### Aim of the task:
Copy all of the material below word for word, leaving the pictures out of your copy.
start Supplied entries
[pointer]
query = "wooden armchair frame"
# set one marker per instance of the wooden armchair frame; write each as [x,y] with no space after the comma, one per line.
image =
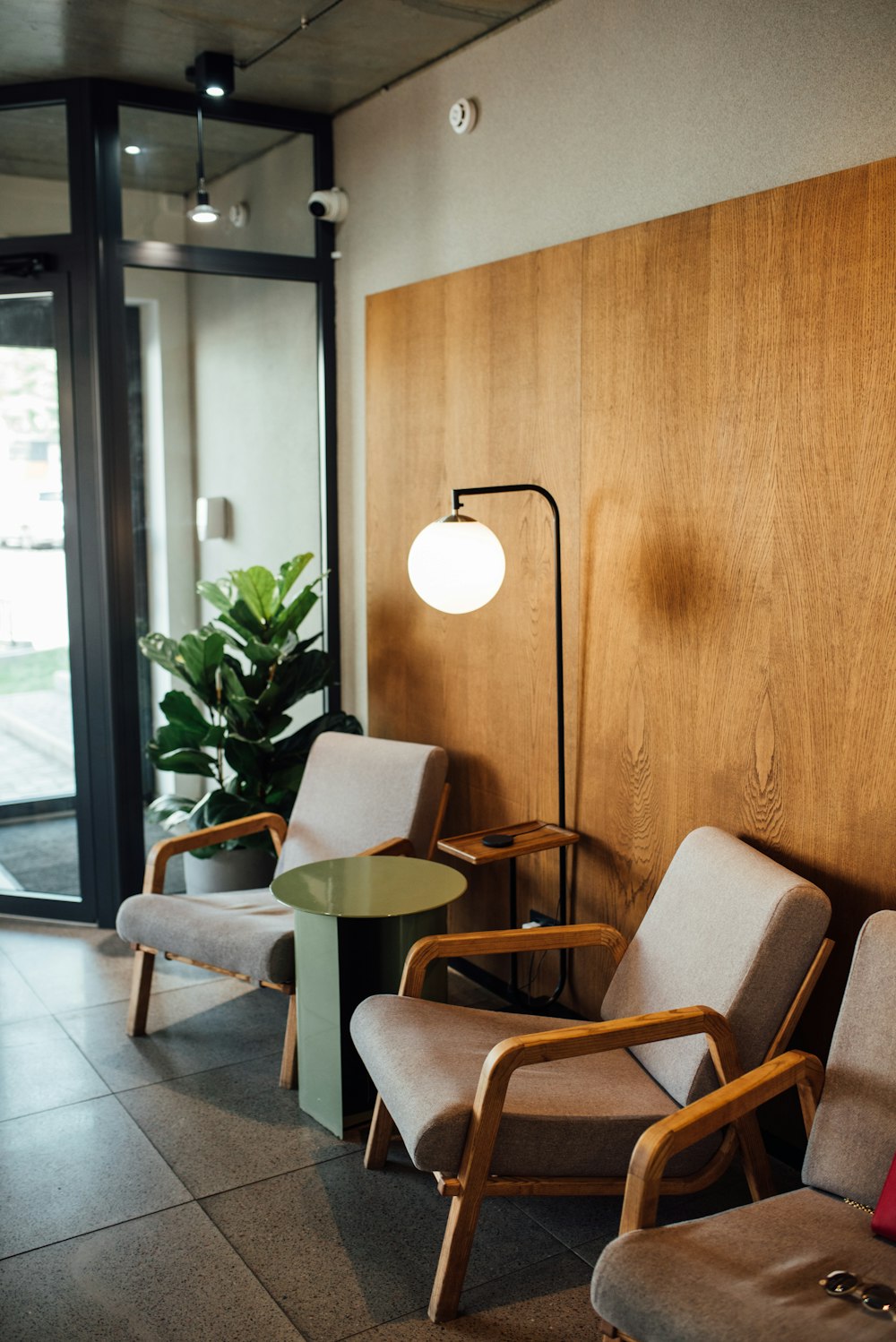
[728,1105]
[154,883]
[474,1180]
end Supplied entries
### Response to the exercise:
[pointer]
query = "wooden armchair frame"
# set one marker per instance of the wooden armchair frame; write each as [x,y] with no space after the comma, one per line.
image =
[728,1105]
[154,883]
[474,1180]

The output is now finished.